BEGIN RECORD EXTRACTS

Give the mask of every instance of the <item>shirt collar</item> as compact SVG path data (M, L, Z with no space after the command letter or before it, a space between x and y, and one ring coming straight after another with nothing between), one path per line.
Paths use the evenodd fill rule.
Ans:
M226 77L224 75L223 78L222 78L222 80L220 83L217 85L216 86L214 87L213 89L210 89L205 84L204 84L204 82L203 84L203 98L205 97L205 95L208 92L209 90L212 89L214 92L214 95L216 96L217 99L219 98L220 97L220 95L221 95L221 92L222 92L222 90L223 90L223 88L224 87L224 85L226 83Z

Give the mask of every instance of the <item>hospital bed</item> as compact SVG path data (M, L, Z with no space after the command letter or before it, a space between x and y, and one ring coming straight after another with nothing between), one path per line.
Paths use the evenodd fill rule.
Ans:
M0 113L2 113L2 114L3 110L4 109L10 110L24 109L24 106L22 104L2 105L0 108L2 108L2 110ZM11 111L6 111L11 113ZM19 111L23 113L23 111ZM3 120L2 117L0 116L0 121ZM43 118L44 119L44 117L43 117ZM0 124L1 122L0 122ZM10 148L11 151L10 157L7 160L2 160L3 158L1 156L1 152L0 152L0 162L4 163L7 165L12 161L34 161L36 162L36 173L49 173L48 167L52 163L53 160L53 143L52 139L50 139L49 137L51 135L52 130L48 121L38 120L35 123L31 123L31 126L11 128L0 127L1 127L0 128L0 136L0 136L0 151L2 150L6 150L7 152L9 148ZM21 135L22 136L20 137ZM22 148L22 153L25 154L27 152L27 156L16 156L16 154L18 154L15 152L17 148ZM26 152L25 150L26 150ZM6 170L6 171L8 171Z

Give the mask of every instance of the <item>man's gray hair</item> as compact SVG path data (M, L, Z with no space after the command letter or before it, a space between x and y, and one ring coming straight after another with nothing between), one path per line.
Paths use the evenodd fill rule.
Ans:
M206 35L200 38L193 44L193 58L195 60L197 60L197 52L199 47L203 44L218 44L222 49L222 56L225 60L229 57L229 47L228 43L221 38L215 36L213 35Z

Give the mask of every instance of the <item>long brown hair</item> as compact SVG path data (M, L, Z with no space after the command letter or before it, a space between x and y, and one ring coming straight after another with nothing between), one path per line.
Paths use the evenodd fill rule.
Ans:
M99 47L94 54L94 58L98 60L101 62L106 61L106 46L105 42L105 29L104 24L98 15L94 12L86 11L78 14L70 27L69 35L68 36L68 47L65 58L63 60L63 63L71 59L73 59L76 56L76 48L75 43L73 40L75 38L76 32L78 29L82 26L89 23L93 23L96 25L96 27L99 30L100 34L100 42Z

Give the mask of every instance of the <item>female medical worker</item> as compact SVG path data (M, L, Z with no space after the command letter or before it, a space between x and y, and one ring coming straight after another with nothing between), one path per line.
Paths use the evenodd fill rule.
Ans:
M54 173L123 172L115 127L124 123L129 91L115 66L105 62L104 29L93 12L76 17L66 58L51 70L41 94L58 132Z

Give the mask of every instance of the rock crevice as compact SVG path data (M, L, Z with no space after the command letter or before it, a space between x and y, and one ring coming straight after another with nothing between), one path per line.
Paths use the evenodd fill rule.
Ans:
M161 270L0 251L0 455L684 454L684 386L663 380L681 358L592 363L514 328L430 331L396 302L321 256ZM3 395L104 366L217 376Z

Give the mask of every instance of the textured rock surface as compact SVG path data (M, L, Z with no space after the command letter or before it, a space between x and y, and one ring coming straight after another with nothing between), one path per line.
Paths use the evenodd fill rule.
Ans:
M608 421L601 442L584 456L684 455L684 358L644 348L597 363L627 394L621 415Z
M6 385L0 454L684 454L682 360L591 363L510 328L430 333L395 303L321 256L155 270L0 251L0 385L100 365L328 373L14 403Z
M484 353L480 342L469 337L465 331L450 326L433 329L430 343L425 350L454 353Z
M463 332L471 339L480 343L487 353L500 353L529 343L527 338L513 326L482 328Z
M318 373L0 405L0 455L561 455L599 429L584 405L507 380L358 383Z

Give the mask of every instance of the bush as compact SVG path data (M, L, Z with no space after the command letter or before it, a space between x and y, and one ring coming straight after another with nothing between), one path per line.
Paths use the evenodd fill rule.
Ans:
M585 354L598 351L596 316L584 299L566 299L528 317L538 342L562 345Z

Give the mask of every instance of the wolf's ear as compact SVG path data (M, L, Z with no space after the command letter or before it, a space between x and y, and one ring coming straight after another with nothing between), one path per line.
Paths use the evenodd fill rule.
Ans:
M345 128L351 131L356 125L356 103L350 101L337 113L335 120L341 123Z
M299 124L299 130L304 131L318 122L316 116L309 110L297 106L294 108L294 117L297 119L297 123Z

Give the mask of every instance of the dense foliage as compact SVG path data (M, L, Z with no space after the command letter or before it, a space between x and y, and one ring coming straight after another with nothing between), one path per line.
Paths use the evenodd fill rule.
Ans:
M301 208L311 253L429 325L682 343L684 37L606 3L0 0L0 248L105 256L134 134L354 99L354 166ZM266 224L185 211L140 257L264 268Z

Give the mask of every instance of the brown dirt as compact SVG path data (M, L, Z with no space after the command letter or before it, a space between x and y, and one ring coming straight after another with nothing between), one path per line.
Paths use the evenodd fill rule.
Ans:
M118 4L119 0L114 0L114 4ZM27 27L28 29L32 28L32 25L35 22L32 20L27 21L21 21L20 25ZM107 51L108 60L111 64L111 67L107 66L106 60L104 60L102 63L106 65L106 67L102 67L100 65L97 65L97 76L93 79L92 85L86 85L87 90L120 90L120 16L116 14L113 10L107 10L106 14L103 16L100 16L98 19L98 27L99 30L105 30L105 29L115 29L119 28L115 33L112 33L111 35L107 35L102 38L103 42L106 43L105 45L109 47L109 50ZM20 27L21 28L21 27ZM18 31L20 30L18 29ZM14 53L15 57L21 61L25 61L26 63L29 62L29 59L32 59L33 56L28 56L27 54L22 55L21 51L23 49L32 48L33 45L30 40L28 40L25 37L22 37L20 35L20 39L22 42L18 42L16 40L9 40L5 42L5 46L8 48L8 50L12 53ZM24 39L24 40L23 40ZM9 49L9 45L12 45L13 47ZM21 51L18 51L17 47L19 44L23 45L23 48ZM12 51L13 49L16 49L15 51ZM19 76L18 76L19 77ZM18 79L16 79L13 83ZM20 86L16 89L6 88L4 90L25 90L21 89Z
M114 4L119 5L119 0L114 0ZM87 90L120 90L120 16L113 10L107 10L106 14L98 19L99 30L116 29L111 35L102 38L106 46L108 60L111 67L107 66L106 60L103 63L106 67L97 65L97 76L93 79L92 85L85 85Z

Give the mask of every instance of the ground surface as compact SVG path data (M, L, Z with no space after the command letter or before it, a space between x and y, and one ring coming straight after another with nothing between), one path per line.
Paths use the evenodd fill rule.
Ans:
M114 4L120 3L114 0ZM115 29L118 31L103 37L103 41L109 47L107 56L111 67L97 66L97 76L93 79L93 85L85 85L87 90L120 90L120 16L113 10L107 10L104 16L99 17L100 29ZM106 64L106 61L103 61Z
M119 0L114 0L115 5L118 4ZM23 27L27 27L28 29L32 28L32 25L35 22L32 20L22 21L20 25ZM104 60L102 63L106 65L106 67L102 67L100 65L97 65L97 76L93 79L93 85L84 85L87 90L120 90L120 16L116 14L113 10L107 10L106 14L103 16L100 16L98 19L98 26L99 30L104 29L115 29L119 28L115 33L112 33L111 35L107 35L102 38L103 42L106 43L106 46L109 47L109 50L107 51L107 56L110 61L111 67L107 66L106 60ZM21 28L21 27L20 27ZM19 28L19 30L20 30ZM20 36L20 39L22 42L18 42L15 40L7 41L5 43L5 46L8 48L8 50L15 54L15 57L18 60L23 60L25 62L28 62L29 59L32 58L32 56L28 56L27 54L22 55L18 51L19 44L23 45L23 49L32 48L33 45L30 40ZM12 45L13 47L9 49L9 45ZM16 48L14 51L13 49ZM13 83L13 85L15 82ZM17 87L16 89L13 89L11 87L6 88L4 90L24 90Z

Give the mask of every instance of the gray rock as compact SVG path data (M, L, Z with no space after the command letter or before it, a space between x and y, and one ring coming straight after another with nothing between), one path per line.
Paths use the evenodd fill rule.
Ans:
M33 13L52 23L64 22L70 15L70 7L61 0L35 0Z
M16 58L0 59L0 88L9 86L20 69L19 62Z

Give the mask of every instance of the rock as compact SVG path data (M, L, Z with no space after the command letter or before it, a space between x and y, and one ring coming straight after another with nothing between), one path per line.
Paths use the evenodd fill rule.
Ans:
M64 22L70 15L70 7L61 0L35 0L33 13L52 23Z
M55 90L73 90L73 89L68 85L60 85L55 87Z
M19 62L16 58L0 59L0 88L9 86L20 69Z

END RECORD EXTRACTS

> _DIRECTIONS FOR THIS TASK_: Rewrite the stretch of the listing from the line containing "Give the mask of every instance of the <item>hospital" through the line containing "M0 113L2 113L2", changing "evenodd" to "nonzero" and leaving everything else as it is. Give back only those lines.

> _TASK RESULT_:
Give the mask of every instance of the <item>hospital bed</item> as compact SVG path data (M, L, Z with no space after the command letter or before it, a space between x and y, and one ring coming straight after another with nothing between), one path per line.
Paths use the nonzero fill rule.
Ans:
M0 113L2 113L2 114L3 110L4 109L10 110L24 109L24 106L22 104L2 105L0 108L2 108L2 110ZM11 111L6 111L11 113ZM19 111L23 113L23 111ZM3 120L2 117L0 116L0 121ZM43 118L44 119L44 117L43 117ZM0 124L1 122L0 122ZM10 148L11 151L10 157L7 160L2 160L3 158L1 156L1 152L0 152L0 162L4 163L7 165L12 161L34 161L36 162L36 173L49 173L48 167L52 163L53 160L53 143L52 139L50 139L49 137L51 135L52 130L48 121L38 120L35 123L31 123L31 126L11 128L0 127L1 127L0 128L0 136L0 136L0 151L2 150L6 150L7 152L9 148ZM21 135L22 136L20 137ZM22 148L22 153L25 154L27 152L27 156L16 156L16 154L18 154L15 152L17 148ZM26 152L25 150L26 150ZM6 170L6 171L8 171Z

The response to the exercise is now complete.